JOB:
The required output is the line that contains "Practice task. Find the dark" plus every line after it in the listing below, copied exactly as it appears.

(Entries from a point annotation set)
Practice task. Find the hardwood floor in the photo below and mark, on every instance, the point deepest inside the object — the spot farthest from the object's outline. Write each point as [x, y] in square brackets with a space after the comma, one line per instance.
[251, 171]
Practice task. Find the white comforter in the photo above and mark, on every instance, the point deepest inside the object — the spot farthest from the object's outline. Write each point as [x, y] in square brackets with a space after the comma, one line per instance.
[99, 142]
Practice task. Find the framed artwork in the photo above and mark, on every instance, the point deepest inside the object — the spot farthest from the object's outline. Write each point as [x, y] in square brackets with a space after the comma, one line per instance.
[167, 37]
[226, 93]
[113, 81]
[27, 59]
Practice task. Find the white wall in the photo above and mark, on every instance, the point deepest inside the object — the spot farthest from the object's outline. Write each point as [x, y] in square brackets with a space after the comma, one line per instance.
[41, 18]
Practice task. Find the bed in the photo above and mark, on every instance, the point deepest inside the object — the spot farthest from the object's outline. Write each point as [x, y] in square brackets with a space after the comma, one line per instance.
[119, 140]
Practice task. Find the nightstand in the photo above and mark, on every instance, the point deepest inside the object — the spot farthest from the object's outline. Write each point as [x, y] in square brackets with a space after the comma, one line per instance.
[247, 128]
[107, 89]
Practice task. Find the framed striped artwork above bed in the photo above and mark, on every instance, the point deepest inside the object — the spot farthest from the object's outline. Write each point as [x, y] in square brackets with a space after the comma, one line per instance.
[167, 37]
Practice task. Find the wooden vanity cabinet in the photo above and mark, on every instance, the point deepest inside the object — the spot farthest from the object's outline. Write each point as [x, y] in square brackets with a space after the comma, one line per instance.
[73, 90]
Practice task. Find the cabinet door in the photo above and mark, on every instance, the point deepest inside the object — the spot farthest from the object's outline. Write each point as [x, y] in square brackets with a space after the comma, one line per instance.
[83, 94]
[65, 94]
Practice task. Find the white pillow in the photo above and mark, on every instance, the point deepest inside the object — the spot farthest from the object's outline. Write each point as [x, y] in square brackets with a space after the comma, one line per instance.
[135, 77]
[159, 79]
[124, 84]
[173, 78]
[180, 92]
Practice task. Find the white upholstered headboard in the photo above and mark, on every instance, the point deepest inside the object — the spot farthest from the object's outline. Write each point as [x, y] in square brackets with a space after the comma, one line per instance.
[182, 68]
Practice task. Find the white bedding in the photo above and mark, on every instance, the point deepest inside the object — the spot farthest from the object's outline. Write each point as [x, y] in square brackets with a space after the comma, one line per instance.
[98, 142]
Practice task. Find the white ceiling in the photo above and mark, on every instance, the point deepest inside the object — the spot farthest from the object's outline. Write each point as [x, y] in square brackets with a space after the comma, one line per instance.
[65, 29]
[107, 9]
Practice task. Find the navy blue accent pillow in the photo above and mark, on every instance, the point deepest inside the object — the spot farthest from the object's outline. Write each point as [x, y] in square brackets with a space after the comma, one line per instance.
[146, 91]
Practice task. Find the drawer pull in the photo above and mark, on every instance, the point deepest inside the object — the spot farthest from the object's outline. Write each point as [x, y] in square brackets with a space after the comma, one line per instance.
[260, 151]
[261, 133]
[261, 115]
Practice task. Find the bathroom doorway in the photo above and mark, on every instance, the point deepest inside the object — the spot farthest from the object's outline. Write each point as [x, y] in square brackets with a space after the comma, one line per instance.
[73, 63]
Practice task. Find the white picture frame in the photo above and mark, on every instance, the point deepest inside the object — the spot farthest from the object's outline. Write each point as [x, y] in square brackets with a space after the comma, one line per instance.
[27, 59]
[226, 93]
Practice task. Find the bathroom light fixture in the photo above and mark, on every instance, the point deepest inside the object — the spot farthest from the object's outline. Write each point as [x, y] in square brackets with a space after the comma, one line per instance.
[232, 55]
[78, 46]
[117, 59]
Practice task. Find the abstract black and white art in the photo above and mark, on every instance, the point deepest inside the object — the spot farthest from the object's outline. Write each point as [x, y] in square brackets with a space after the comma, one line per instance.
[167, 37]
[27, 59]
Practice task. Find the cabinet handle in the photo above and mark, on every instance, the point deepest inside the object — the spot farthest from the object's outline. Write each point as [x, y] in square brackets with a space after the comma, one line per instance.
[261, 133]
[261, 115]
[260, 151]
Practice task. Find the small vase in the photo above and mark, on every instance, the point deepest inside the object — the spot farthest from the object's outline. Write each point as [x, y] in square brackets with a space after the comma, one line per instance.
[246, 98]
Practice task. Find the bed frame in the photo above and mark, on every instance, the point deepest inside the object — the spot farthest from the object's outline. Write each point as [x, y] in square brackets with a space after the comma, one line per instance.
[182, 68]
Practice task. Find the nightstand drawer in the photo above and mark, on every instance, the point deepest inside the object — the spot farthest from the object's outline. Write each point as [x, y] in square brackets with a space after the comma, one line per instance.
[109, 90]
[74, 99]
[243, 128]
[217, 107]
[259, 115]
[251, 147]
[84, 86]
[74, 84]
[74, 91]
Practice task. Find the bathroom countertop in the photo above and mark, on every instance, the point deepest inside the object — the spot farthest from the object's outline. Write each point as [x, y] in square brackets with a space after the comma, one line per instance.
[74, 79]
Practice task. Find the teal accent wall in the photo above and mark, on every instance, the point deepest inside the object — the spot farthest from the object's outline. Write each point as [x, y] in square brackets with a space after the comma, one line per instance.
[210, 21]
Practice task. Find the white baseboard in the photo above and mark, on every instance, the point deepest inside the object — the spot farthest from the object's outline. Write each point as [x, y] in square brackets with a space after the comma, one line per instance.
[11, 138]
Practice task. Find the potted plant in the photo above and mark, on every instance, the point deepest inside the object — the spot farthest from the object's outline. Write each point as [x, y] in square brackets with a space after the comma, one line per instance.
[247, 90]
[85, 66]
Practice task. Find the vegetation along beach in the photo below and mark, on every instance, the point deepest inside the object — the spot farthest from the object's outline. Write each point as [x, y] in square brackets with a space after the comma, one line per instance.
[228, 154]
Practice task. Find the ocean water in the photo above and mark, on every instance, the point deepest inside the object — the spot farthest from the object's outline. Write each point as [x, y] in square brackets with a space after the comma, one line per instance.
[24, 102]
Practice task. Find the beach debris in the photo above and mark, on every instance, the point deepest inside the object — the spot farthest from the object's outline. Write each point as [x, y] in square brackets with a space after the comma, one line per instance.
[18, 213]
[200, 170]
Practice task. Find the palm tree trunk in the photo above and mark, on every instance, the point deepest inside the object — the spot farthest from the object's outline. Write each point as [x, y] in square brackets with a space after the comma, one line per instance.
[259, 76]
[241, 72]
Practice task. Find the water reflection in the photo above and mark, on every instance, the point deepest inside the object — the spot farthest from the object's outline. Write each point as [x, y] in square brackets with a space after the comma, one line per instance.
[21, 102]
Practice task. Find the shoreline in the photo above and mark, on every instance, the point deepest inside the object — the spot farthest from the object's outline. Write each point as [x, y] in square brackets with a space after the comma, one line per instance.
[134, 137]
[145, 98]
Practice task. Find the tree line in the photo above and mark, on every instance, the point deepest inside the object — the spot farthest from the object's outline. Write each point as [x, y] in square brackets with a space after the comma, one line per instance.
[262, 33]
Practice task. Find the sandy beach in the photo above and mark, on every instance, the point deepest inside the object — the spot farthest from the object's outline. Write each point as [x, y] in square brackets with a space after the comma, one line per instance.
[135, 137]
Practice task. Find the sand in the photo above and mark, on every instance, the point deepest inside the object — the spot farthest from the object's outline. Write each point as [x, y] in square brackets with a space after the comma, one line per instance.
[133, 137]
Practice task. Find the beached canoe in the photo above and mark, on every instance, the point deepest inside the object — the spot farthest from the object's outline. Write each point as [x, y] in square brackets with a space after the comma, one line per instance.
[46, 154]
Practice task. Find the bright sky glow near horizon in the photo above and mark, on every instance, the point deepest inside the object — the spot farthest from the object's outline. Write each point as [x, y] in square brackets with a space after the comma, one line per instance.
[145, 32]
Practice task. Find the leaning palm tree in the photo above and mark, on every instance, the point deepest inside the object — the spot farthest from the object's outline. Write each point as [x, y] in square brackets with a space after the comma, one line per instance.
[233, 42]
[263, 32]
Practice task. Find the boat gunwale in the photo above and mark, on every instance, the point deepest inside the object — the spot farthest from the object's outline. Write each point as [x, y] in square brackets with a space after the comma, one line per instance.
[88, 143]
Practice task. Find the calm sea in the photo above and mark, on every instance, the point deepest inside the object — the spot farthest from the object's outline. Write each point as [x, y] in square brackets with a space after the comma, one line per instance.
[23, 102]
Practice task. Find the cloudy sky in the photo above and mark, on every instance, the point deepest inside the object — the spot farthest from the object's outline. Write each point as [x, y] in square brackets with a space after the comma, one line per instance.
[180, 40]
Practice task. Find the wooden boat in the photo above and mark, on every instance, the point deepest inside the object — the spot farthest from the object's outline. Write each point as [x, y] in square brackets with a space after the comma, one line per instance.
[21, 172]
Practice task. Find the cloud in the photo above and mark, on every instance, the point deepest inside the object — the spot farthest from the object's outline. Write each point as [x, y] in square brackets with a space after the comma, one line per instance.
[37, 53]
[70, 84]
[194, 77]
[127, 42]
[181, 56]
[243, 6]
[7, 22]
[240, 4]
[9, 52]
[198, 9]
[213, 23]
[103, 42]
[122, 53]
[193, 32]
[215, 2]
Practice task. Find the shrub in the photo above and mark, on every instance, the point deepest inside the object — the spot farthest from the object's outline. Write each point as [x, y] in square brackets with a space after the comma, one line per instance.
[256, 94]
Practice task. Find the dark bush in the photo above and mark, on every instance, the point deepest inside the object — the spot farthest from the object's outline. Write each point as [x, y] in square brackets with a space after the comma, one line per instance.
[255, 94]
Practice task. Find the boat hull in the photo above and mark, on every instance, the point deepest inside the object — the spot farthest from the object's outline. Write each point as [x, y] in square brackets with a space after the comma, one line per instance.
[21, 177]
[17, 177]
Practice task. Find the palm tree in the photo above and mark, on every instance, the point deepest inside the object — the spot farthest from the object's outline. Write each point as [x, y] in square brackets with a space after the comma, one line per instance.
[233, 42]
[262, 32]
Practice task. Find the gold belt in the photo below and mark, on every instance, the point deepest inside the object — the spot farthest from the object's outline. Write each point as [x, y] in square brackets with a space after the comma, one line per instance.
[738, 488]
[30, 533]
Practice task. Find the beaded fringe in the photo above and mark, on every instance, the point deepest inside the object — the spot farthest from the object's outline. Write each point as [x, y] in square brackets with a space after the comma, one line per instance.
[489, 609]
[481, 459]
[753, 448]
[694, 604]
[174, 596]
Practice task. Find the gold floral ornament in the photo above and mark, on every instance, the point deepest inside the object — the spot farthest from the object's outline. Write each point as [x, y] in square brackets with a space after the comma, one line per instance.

COMPLETE RESPONSE:
Practice task. Find the dark bush in the photo above and mark, on every instance, the point deepest inside the object — the spot farthest from the object's outline. Write each point as [x, y] in square brackets with a space after the comma, one line per instance.
[255, 94]
Practice task. Find the boat hull in the photo above and mark, on every instance, the point deepest inside the object — the spot farthest from the object's outline. Write each point as [x, y] in square brackets with a space after the comma, one line per instance.
[21, 177]
[17, 177]
Practice task. Find the palm tree in the photo above and mark, on every instance, the point deepest inside the object — the spot farthest from the object's outline. Write each point as [x, y] in square brackets with a space after the comma, one line per instance.
[233, 42]
[262, 32]
Practice task. Find the gold belt in the photo below and mark, on every instance, the point deepest inside the object — the spot farthest from the object's outline. Write each point as [x, y] in square brackets with a space after the comma, one line per instance.
[738, 488]
[30, 533]
Practice task. Find the beaded fringe in the photo above and mark, on every instance, the point deepest inside the object — the spot farthest from the object's outline. Write each point as [x, y] in square brackets with a space after the comma, one line per instance.
[489, 609]
[481, 459]
[753, 448]
[694, 604]
[174, 596]
Practice task. Find the gold floral ornament in the photo above and mark, on every instance, the point deepest inside the object — the spot farthest from the object's outline. Write each point as [x, y] in square brackets with a space after the comma, one line per instance.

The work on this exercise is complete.